● Extrait fourni:
* * * * * * *

Très vite le transfert lui apparaît massif avec la personne du psychanalyste, qui se met à jouer dans son esprit le rôle du père, ce que confirme Freud au cours d’une conversation ultérieure où Kardiner lui demande comment il se voit comme analyste. « A dire les choses franchement – lui répond Freud – les problèmes thérapeutiques ne m’intéressent pas beaucoup. Je suis à présent beaucoup trop impatient. Je souffre d’un certain nombre de handicaps qui m’empêchent d’être un grand analyste. Entre autres, je suis beaucoup trop un père. Deuxièmement je m’occupe tout le temps de théorie, je m’en occupe beaucoup trop, si bien que les occasions qui se présentent me servent plus à travailler ma propre théorie qu’à faire attention aux questions de thérapie. Troisièmement je n’ai pas la patience de garder les gens longtemps. Je me fatigue d’eux et je préfère étendre mon influence. »
Cette influence, on peut en prendre la mesure dans les descriptions que fait Kardiner des réunions de la Société de Psychanalyse de Vienne. « C’était là – dit-il – que Freud montrait toute sa maîtrise : maîtrise des hommes, maîtrise des problèmes ». Un jour, pour mettre un terme à un débat animé concernant un des membres accusé de plagiat des idées de Freud sur l’hypnose, et auquel celui-ci ne prêtait qu’une oreille distraite alors qu’on s’affrontait avec véhémence en son nom, il s’exclama « Pourquoi me traitez-vous comme si j’étais déjà mort ? Vous êtes assis en train de discuter entre vous de ce que j’ai écrit dans tel article, vous me citez ici et là. Pendant ce temps je préside, et personne ne vient me demander : qu’est-ce que vous vouliez dire au juste ? » Et il ajouta : « j’imagine facilement ce qui arrivera quand je serai mort pour de bon ».

* * * * * * *

● Données fournies:

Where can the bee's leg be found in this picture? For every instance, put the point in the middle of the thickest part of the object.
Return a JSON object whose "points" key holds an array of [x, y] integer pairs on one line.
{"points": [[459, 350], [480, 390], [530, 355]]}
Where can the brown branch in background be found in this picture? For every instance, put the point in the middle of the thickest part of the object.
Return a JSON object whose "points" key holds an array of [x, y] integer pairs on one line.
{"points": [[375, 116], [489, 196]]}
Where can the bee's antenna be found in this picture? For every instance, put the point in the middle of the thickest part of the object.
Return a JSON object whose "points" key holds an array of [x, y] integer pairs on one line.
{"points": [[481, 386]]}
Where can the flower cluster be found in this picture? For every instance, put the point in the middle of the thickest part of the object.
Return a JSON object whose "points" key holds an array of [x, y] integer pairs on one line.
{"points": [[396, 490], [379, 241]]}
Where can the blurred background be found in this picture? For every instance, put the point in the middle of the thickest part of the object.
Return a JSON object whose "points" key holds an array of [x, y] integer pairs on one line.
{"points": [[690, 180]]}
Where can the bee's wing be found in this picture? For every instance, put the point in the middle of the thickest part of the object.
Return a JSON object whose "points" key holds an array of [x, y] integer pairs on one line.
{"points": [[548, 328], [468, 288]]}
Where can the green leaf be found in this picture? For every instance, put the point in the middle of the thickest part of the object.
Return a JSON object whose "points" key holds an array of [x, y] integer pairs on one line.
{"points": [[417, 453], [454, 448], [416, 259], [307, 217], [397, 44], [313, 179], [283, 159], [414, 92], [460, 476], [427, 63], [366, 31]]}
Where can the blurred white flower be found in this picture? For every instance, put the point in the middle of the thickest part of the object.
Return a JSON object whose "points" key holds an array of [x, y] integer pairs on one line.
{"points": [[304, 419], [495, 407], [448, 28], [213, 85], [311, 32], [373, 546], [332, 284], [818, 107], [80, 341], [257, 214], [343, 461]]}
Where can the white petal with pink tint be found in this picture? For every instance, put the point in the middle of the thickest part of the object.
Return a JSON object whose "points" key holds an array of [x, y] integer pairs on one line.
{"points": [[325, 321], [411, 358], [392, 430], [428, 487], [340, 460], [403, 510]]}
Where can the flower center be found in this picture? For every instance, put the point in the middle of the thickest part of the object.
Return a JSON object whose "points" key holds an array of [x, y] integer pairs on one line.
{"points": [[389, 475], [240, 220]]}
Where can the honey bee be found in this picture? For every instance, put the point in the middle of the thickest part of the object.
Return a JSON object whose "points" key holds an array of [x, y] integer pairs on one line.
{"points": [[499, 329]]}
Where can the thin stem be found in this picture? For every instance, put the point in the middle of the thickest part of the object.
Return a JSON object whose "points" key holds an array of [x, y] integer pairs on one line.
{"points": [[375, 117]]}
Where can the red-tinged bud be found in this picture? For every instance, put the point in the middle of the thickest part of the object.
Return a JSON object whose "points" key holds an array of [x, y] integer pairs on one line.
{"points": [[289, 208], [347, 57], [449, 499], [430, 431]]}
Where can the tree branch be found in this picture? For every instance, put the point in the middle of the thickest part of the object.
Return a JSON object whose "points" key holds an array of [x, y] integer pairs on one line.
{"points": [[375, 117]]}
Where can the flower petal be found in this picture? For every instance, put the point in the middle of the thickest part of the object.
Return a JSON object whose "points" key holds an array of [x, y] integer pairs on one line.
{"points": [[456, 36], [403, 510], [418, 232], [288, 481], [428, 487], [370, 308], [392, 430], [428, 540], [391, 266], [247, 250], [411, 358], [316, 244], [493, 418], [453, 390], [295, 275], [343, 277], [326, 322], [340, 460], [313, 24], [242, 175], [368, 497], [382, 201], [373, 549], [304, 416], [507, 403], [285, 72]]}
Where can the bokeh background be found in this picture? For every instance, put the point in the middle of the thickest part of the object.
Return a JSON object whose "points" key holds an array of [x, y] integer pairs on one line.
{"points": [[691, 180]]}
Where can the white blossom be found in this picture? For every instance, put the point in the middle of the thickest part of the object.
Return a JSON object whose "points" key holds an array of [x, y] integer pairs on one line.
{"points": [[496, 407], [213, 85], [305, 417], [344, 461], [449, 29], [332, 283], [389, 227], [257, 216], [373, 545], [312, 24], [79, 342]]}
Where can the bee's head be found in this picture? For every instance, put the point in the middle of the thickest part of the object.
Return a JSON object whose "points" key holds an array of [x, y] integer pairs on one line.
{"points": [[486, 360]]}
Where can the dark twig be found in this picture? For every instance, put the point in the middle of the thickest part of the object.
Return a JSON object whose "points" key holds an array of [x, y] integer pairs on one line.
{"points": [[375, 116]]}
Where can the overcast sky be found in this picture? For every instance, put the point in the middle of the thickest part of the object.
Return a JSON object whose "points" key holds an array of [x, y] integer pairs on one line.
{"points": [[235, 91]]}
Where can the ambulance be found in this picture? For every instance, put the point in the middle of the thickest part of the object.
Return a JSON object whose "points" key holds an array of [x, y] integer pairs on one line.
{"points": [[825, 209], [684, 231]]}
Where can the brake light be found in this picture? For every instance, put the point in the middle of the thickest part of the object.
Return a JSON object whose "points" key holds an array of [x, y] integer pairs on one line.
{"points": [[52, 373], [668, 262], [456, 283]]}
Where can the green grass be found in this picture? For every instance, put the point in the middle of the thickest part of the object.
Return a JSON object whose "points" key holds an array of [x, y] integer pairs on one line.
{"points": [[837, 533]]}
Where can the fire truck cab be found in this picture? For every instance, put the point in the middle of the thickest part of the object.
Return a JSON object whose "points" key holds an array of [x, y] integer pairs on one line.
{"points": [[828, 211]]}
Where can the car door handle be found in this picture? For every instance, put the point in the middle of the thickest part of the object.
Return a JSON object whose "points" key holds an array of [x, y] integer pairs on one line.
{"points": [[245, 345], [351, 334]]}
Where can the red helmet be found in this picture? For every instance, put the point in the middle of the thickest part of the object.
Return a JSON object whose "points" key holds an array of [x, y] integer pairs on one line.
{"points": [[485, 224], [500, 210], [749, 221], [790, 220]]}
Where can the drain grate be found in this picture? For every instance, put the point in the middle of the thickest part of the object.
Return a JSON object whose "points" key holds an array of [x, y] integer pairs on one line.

* * * * * * *

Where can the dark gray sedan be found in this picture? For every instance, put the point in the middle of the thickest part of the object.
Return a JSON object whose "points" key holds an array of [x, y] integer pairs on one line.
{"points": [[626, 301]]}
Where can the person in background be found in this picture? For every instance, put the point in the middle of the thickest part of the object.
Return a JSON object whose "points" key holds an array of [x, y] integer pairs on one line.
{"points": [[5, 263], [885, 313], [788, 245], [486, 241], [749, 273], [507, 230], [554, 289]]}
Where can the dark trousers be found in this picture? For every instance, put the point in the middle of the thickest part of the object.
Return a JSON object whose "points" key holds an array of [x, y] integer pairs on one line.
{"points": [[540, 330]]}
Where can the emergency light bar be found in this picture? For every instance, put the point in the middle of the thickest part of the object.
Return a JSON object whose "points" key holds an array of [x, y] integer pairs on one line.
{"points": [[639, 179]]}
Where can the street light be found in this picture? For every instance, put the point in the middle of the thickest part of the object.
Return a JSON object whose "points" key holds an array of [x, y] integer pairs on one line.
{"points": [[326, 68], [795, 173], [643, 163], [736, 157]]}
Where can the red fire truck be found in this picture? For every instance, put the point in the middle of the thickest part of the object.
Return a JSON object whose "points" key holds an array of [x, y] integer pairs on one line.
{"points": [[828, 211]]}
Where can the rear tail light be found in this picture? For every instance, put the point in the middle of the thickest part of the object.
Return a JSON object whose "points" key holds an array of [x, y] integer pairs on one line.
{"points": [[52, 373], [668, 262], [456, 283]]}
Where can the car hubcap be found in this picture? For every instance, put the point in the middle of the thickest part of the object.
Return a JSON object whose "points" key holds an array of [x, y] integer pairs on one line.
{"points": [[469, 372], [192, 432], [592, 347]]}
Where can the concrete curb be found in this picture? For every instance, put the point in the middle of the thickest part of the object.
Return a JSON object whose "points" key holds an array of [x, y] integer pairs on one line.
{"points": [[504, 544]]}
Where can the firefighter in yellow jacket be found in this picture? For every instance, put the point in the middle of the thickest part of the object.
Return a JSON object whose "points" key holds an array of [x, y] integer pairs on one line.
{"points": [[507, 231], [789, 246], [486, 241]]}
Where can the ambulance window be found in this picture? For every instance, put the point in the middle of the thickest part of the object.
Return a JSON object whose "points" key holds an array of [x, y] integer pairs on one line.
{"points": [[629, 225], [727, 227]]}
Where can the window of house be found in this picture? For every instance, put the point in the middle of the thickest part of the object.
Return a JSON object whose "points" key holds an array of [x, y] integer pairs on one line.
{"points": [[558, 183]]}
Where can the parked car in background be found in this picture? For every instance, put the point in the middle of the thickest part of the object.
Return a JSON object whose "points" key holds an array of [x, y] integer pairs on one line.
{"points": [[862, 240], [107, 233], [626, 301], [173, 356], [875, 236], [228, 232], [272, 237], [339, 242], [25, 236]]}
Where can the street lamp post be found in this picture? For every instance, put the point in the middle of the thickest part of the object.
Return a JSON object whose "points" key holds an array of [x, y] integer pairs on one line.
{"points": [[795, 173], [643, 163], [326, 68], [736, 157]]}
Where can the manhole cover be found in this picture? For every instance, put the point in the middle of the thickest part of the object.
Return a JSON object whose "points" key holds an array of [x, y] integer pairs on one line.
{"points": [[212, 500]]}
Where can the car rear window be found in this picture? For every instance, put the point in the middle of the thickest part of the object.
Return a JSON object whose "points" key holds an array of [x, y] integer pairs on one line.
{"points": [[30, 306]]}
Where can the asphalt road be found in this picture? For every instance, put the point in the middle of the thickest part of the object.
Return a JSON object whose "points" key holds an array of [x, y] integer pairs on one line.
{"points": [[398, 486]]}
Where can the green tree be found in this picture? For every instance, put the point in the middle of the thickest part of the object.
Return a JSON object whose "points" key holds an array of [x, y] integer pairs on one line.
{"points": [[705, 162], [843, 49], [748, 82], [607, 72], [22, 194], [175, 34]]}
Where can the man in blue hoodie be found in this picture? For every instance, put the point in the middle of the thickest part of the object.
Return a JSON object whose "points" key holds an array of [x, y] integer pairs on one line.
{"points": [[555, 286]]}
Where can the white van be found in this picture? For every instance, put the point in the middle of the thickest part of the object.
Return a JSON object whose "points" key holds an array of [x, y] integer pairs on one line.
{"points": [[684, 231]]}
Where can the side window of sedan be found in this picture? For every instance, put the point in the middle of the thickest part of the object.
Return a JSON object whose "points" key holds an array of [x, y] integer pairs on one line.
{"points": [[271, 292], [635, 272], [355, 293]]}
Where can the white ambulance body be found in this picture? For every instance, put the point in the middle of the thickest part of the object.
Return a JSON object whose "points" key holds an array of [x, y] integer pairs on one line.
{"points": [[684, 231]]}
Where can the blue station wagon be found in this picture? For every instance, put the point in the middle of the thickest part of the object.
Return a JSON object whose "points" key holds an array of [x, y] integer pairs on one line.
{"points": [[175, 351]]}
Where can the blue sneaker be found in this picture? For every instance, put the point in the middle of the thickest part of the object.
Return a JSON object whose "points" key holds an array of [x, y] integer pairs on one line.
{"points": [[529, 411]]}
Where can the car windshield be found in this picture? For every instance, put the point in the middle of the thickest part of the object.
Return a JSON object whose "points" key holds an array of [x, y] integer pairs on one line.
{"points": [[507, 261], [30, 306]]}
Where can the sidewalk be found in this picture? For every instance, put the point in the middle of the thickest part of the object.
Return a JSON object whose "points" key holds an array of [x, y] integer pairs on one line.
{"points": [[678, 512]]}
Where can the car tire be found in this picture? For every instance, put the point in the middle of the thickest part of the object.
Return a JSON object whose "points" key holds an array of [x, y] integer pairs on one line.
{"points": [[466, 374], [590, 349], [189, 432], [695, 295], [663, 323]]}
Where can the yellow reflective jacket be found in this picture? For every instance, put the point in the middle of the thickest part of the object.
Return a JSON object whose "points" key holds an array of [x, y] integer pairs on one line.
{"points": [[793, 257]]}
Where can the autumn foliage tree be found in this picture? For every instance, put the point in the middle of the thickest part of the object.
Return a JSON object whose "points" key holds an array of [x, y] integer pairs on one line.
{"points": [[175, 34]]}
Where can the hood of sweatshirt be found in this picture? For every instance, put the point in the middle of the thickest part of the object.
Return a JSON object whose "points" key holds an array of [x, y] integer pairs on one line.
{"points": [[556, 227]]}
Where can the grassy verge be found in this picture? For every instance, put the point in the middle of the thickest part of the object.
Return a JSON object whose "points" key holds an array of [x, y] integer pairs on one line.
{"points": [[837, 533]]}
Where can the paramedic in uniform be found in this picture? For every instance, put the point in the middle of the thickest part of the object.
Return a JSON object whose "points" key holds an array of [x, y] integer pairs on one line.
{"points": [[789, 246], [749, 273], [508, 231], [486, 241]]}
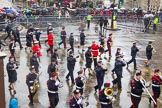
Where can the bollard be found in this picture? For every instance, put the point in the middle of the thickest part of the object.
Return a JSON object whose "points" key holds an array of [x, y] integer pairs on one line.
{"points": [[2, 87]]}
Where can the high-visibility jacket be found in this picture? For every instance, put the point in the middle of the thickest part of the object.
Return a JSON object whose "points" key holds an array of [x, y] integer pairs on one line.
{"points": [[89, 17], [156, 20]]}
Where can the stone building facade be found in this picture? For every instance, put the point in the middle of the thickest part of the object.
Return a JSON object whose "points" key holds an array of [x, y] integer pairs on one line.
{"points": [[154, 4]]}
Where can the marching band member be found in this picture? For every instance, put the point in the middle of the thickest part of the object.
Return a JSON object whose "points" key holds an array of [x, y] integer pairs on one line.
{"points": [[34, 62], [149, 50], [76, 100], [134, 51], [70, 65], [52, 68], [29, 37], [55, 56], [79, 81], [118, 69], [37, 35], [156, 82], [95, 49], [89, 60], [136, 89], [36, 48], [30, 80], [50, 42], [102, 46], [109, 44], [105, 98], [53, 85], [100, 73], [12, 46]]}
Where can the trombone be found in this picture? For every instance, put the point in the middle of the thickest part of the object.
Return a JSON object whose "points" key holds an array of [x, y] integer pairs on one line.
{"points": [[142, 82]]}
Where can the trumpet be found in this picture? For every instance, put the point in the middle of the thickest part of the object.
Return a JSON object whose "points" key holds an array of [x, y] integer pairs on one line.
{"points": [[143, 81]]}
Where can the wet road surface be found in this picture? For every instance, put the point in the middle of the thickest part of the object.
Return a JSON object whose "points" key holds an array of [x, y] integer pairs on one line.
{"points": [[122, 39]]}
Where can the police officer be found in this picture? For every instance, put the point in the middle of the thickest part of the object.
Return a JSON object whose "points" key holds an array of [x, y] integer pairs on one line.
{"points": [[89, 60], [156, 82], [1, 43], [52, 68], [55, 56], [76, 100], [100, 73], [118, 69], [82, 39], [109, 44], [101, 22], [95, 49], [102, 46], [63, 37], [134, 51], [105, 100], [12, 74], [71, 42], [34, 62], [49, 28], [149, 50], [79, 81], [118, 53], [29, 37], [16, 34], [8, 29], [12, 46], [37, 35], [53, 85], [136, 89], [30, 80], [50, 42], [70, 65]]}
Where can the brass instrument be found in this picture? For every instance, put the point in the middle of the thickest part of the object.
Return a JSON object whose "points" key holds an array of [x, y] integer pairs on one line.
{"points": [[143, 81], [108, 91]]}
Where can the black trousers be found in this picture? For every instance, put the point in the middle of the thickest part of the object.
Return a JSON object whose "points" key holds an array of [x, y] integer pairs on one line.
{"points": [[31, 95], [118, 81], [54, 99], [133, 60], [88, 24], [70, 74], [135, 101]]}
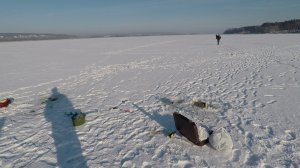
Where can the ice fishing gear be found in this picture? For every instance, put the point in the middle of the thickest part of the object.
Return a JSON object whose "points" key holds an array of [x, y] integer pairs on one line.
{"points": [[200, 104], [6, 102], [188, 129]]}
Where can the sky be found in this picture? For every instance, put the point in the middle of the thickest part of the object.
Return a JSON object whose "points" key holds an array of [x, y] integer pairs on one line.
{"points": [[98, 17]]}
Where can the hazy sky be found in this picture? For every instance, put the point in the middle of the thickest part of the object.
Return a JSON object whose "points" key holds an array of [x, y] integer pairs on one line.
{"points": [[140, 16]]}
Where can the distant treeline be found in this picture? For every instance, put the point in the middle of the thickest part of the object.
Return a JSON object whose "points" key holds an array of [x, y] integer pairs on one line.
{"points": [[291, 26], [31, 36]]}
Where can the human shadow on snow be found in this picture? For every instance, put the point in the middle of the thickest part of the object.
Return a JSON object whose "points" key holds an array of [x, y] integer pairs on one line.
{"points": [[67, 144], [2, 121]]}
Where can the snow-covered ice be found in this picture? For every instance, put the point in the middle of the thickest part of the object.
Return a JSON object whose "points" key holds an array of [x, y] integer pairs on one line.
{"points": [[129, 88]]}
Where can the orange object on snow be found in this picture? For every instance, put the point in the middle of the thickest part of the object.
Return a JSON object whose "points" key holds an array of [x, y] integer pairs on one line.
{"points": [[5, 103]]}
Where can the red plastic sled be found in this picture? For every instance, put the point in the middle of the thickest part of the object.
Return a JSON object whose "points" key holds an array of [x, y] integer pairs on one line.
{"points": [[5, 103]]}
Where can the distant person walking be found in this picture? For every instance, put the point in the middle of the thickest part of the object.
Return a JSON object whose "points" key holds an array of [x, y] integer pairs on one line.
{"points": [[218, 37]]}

* * * * * * *

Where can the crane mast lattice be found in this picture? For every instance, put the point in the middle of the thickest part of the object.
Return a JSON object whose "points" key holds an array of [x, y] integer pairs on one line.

* * * * * * *

● Description du problème: Prolongez le texte sur les souvenirs de Kardiner au sujet de Freud en reprenant juste après sa dernière phrase.

● Réponse rédigée:
Abram Kardiner, qui évoque aussi certaines de ses colères, parle d’un « être aimable et attachant, un homme charmant, plein d’esprit et d’érudition » et qui avait un grand sens de l’humour. Lors d’une conversation au sujet du parricide de la scène primitive dans Totem et tabou, il lui souffle : « bah ! Ne prenez pas ça trop au sérieux. C’est une chose que j’ai rêvée un dimanche de pluie. » Et en apprenant le suicide de deux analystes à Vienne, les yeux pétillants de malice il déclara : « le jour n’est pas loin où l’on considérera la psychanalyse comme une cause légitime de décès. » Comme le rappelle Lacan, lorsqu’il se rendit aux Etats-Unis en 1909 à l’invitation de Putnam, il dit à Jung qui l’accompagnait : « ils ne savent pas que nous leur apportons la peste ».